What you will do
A – List every kind of enslaved medical practitioner that the book-launch announcement says flourished in 18th century Saint Domingue.
B – Reproduce the book-launch announcement word for word from "The reading and" up to and including "in the field.".
##### Document segment #####
SELINSGROVE, (Pa.) – Karol Weaver, assistant professor of history and co-coordinator of the Medical Humanities Initiative at Susquehanna University, will present a reading and discussion of her new book, Medical Revolutionaries: The Enslaved Healers of Eighteenth-Century Saint Domingue, at 7 p.m. Thursday, September 28, in Shearer Dining Rooms 2-3 of Degenstein Campus Center. The book launch, which is free and open to the public, kicks off the Medical Humanities Initiative's 2006-2007 Brown Bag Lecture Series.

Published by the University of Illinois Press, Medical Revolutionaries examines the herbalists, diviners, nurses, midwives and veterinary practitioners that flourished in the medical world of 18th century Saint Domingue. Using Western, African and Caribbean remedies, they treated the maladies of slaves, white residents and animals. While these enslaved medical practitioners were an important part of the plantation economy and colonial prosperity, they ultimately roused their fellow slaves to rebel against and overthrow French rule.

In the book, Weaver asserts that understanding the origins of the Haitian Revolution – one of the most important political events of its time – requires understanding the role of these enslaved healers. By using their position to conceive and implement an ideology of resistance through the destruction of human and animal life, occupational sabotage and terrorism, the healers inspired the Haitian Revolution, toppled the slave system in Saint Domingue, and led to the loss of France’s most productive New World colony.

The reading and discussion will be followed by a reception, during which time Weaver's book may be purchased. The event is sponsored by the Susquehanna University Medical Humanities Initiative, which fosters interdisciplinary inquiries into medicine. It brings together faculty and students to present and engage in scholarly work in the field.

Weaver is currently working on another book, tentatively titled She knew all the old remedies: Medical Care in the Anthracite Coal Region of Pennsylvania. This project traces the history of medical caregivers who worked in Pennsylvania’s anthracite coal region. Immigrants and native-born Americans in the coal region sought medical care from neighborhood women, midwives, Pennsylvania German pow-wowers, American physicians and immigrant doctors. While most immigrants abandoned their medical customs as they assimilated into American society, Pennsylvania Germans retained their traditional medical system due to their creation of a strong ethnic identity. Ultimately, an adherence to biomedicine became the hallmark of an assimilated American.
##### Extracted entries #####
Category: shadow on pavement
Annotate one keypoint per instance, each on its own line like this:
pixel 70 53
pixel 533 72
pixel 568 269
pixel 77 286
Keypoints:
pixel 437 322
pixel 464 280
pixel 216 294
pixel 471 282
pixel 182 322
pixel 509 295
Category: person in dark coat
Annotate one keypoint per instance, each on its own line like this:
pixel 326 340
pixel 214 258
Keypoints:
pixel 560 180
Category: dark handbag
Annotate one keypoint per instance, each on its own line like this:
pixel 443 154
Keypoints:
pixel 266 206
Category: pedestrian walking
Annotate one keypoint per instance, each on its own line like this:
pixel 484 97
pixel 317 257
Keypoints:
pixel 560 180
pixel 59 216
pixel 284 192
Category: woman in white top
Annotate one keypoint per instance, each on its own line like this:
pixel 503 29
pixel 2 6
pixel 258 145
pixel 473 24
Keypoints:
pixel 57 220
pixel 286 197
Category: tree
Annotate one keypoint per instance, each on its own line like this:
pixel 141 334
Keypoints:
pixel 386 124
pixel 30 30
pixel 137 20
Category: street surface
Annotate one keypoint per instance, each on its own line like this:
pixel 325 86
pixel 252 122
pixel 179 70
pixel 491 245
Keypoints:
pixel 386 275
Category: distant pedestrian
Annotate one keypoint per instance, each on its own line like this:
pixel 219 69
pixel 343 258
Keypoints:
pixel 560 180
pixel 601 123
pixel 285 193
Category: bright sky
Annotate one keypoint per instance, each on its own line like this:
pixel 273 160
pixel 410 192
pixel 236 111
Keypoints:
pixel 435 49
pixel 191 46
#####
Numbered responses
A –
herbalists
diviners
nurses
midwives
veterinary practitioners

B –
The reading and discussion will be followed by a reception, during which time Weaver's book may be purchased. The event is sponsored by the Susquehanna University Medical Humanities Initiative, which fosters interdisciplinary inquiries into medicine. It brings together faculty and students to present and engage in scholarly work in the field.